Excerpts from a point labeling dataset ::
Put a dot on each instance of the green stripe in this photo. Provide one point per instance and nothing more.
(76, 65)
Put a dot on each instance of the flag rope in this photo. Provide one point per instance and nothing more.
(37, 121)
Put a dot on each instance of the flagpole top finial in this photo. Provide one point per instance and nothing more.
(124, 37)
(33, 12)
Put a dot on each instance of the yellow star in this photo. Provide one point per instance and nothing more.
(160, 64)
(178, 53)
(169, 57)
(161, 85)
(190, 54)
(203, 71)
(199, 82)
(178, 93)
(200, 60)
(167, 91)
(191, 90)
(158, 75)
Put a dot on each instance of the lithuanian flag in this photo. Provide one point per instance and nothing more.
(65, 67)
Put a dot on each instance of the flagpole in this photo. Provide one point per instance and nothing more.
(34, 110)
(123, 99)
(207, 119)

...

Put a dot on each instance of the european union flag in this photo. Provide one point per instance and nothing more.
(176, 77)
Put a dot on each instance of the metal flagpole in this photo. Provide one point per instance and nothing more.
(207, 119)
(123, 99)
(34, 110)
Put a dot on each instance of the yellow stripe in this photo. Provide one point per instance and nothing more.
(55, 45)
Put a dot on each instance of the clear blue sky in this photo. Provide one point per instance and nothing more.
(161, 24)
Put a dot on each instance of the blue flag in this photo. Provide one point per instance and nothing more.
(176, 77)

Instruction ::
Pull out and copy each line of the data above that contains the string "stripe". Case matters.

Response to this exercise ::
Put a dot on each instance of the green stripe in this photo. Provide one point per instance and nothing more.
Put a dot on each instance of the yellow stripe in this photo. Provide one point per instance and nothing more.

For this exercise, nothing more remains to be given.